-- start DOCUMENT --

Well, there’s a fine how-do-you-do.

Joe Oliver on equalization.
An excellent article detailing the problems with equalization and asking important questions about the viability of the program or whether it’s even worth keeping.
However I’m not sure I fully appreciate the veracity of the former Canadian Minister of Finance making arguments meant to shore up Western Canadian conservatism. The same guy who had the power to change the system not 10 months ago.
Between this and Tony Clement calling for the end of the CBC, I get the feeling the Ontario Conservatives are feeling a little heat in the leadership race.

25 Replies to “Well, there’s a fine how-do-you-do.”

  1. Lance:
    Oliver didn’t have the power to change the system – then or now.
    As an mp now he has more liberty to talk publically about the issue as he is outside the cabinet.
    His critique is good and worthy of respect. Yours isn’t.

  2. Equalization is the price we pay for treating 25% of our population as an equal partner.

  3. I think equalization encourages provinces to race to the bottom instead of racing to the top.

  4. I say – NO equalization benefactors or beneficiaries. Live or die by your own policies in each province. Open all the borders – trade wise – between provinces and let the chips fall.

  5. So let me get this straight Gord. Muzzled and intimidated when you can do some good…is just fine.
    Speaking out now is bad. Seems to me your perspective is perverted. But your not alone….and western Canada continues to suffer the consequences in this CON-federation.

  6. The Conservatives are suddenly FULL of brash ideas, none of which they thought to implement in the 4 years of majority rule they had. Me, I really like Maxime Bernier’s ideas but I certainly have my doubts that any of these guys will be able to follow through on them. The Liberals are proof that promising the sky wins elections but being government means leaving the ideals behind.

-- end DOCUMENT --

- _INSTRUCTIONS TO FOLLOW_:
Translate this sentence from the post on equalization into French: "Equalization is the price we pay for treating 25% of our population as an equal partner."

-- start DATA PROVIDED --

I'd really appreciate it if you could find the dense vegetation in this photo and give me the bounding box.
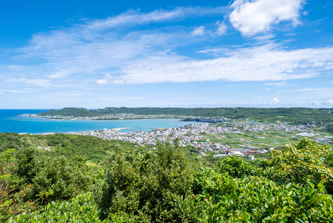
[0,133,133,163]
[0,134,333,223]
[39,107,333,124]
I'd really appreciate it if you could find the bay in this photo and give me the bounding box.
[0,109,197,134]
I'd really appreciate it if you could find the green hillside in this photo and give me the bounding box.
[0,134,333,223]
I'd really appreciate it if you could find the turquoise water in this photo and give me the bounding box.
[0,109,197,133]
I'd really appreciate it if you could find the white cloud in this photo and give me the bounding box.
[229,0,304,36]
[191,26,205,36]
[113,44,333,84]
[96,79,108,84]
[216,21,227,36]
[4,77,51,87]
[265,81,287,87]
[272,97,280,104]
[87,7,227,29]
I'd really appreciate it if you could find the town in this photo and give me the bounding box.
[67,121,331,156]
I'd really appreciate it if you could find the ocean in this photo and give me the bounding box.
[0,109,197,134]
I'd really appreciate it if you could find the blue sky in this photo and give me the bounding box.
[0,0,333,109]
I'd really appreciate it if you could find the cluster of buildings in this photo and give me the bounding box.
[66,120,329,156]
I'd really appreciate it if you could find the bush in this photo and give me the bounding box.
[100,141,193,222]
[219,156,260,178]
[176,168,333,222]
[264,139,333,189]
[17,149,93,204]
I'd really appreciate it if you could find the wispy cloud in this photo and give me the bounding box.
[229,0,304,36]
[111,44,333,84]
[265,81,287,87]
[86,7,228,29]
[191,26,205,36]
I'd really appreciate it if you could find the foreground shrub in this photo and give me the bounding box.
[263,138,333,193]
[100,141,193,222]
[176,168,333,222]
[17,149,92,204]
[219,156,261,178]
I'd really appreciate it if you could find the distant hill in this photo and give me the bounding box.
[38,107,333,124]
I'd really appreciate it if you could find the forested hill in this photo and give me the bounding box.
[38,107,333,124]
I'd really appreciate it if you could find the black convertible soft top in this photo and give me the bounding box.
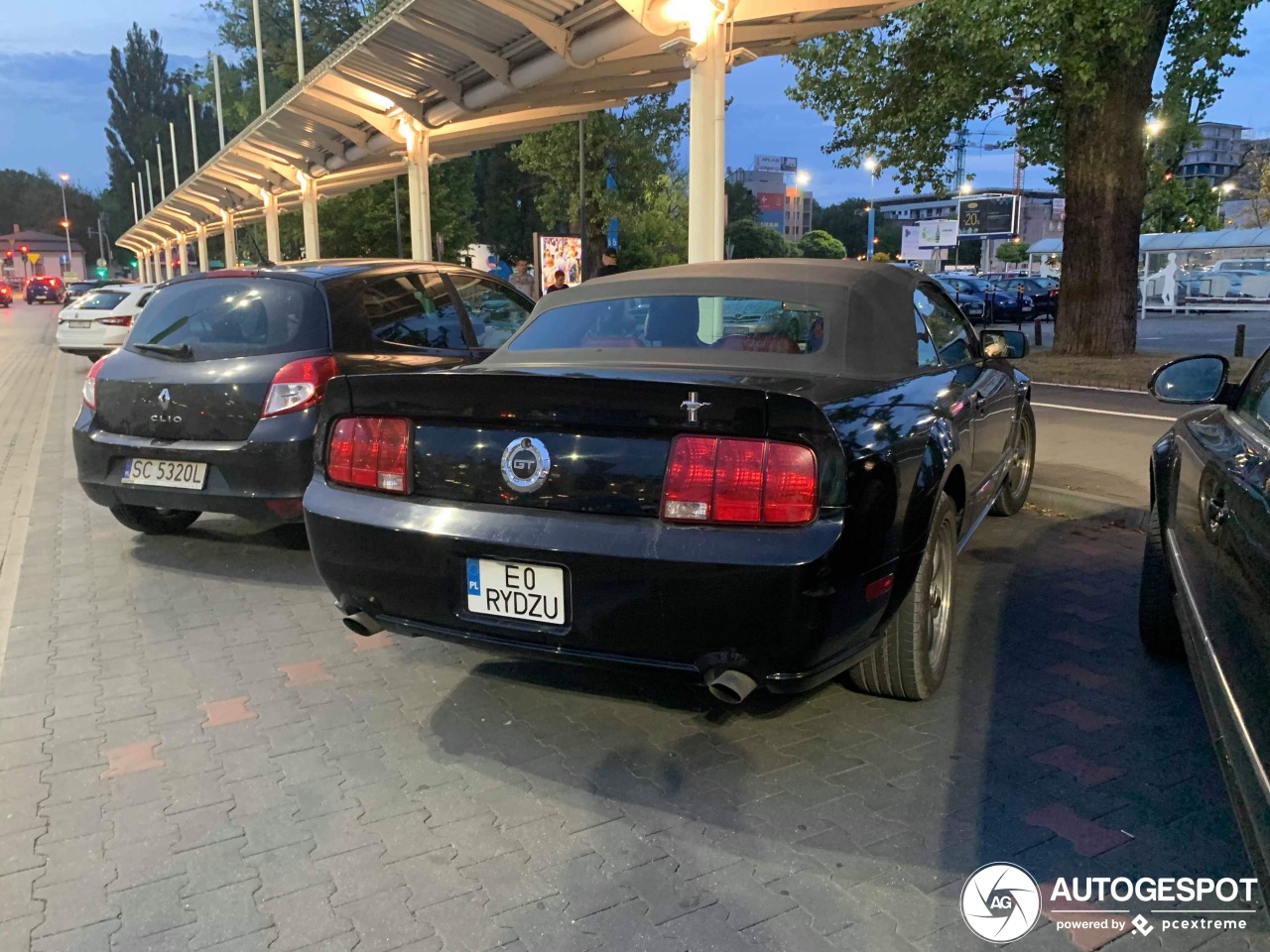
[482,258,921,378]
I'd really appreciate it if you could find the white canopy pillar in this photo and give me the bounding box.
[260,189,282,263]
[300,173,321,262]
[405,127,432,262]
[687,4,726,263]
[221,212,237,268]
[196,225,210,272]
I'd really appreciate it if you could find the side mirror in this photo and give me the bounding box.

-- end DATA PROVIDED --

- _OUTPUT_:
La péréquation est le prix que nous payons pour traiter 25 % de notre population comme un partenaire égal.